O QUE SE PEDE:
[1] Responda com base no trecho sobre o cenário histórico:
(a) Em quais países ficavam as organizações associativas católicas que inspiraram as iniciativas no sul do Brasil?
(b) Por quanto tempo as guerras de conquista de Napoleão se prolongaram pela Europa?
(c) Em que ano a revista "Movimento católico na Alemanha" descreveu a situação?
[2] Retome o trecho sobre o cenário histórico a partir do ponto em que ele termina.

TRECHO SELECIONADO:
-=-=-

O cenário histórico
As
iniciativas associativas no sul do Brasil foram inspiradas nas organizações
associativas católicas da Alemanha, Suíça e Áustria, como resposta às
circunstâncias sociais, políticas econômicas e religiosas hostis à Igreja, no
final do século XVIII. Foram criadas para fazer frente às correntes filosóficas
inovadoras e revolucionárias do iluminismo, do enciclopedismo, do racionalismo
e outras mais que tomavam conta da Europa culta da época e, partir das camadas
dirigentes instruídas, difundiram-se pela população em geral. A Revolução
Francesa, alimentada pelo apelo popular
por liberdade, igualdade e fraternidade. desferira o golpe de morte na
antiga ordem do Estado Absoluto. Da mesma forma acertara um golpe profundo à
Igreja. Seus bens foram expropriados, religiosos e sacerdotes sofreram
perseguições, e não poucos pagaram com a vida
na guilhotina sua fidelidade à Igreja.
Terminada
a Revolução propriamente dita, entrou em cena Napoleão. Suas guerras de
conquista prolongaram-se durante mais de 15 anos pela Europa inteira. Estados
foram varridos do mapa, enquanto outros foram divididos ou submetidos a uma
tutela que, de fato, os reduziu a uma submissão em que arbitrariedade do grande
corso ditava as regras. Neste cenário, a movimentação ininterrupta e tropas,
transformaram a Europa Central e do Norte, num vasto e permanente campo de
batalha. A situação resultou especialmente complicada na região do Reno. O
constante vaivém de exércitos fez da região uma terra de ninguém. As
consequências não podiam ter sido piores, provocando uma desorganização
generalizada das estruturas políticas, sociais, econômicas e eclesiásticas. A
Igreja, privada dos seus recursos organizacionais mais elementares, tanto
hierárquicos quanto materiais, chegara a um nível crítico. Ameaçava-a um
colapso total sem que os bispos, o clero e os fiéis encontrassem uma forma eficaz
de agir e, pior ainda, sem um apoio com que pudessem contar. Os ideários das
novas e revolucionárias correntes do pensamento espalhavam-se cada vez mais no
meio do povo, estigmatizando a Igreja como uma instituição retrógrada, obsoleta
e contrária aos novos tempos. O fervor e
a prática da religião sofreram uma diminuição assustadora, ao mesmo tempo em
que os candidatos ao sacerdócio e
]
vida religiosa escasseavam perigosamente, e sua formação era seriamente afetada
pelas novas ideias. A situação foi pintada com cores carregadas na revista
“Katholische Bewegung in Deutschand” -
“Movimento católico na Alemanha”, em 1869:
Vivemos num tempo em que,
diante dos fatos, as teorias nada nos têm a dizer. Não existe formação sem
educação sem moral e sem religião. Os
professores ensinam no deserto, porque uma mentalidade destituída de
inteligência prega que nas escolas não se deve ensinar religião. De dez anos
para cá o ensino é estéril. A educação é o fundamento para toda e qualquer
religião. A juventude está entregue ao ócio mais funesto. Não tem nenhuma noção
do que é divino. Os conceitos de justiça e injustiça são alheiros e como
consequência o embrutecimento e a barbárie nos costumes geraram um povo
selvagem. Se cotejarmos o ensino como está hoje com o que deveria ser, não se
pode deixar de deplorar a sorte que espera as gerações futuras.

-=-=-

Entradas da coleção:
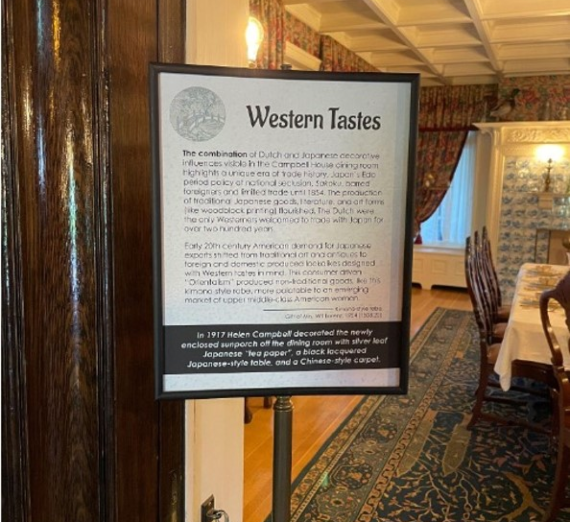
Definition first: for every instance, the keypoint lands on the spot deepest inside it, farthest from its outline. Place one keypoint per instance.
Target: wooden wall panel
(85, 439)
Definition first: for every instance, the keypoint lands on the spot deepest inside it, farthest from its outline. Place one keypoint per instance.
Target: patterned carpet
(411, 458)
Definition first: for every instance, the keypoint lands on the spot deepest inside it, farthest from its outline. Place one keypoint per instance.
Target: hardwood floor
(315, 418)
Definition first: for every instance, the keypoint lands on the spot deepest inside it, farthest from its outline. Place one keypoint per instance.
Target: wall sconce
(548, 154)
(253, 38)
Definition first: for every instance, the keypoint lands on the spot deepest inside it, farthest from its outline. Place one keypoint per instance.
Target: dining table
(524, 337)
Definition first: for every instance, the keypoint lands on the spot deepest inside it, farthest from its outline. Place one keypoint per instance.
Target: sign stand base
(282, 458)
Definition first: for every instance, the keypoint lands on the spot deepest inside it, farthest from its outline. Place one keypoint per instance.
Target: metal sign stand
(282, 458)
(282, 448)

-=-=-

RESPOSTAS POR TAREFA:
[1]
(a) Alemanha, Suíça e Áustria.
(b) Durante mais de 15 anos.
(c) Em 1869.

[2]
O espírito do mal trazido
das profundezas da Revolução Francesa e pelos iluministas, alimentado e
difundido pela filosofia da época, tomou assustadoramente conta de todos os
cantões alemães. Tempestades
assustadoras irrompem com violência. Todas as instituições, dioceses, asilos e
conventos, que durante séculos tinham sido a bênção do povo, atuaram pelo bem
estar da Igreja e serviram de amparo aos pobres, foram extintos, destruídos e
reduzidos a escombros. Foi um tempo de perplexidades. Tudo parecia
desarticulado. Em parte alguma se encontrava qualquer baliza que pudesse
oferecer segurança. Em muitos a fé se apagara ou estava abalada e os costumes
deteriorados. Do coração de muitos desaparecera a fidelidade e o compromisso
para com a Igreja. Profetizava-se, enquanto se regozijava que, sem demora, as
ruínas dos conventos sepultariam o altar e o papado. (Katholische Bewegung in
Deutschland, 1869, p. 28)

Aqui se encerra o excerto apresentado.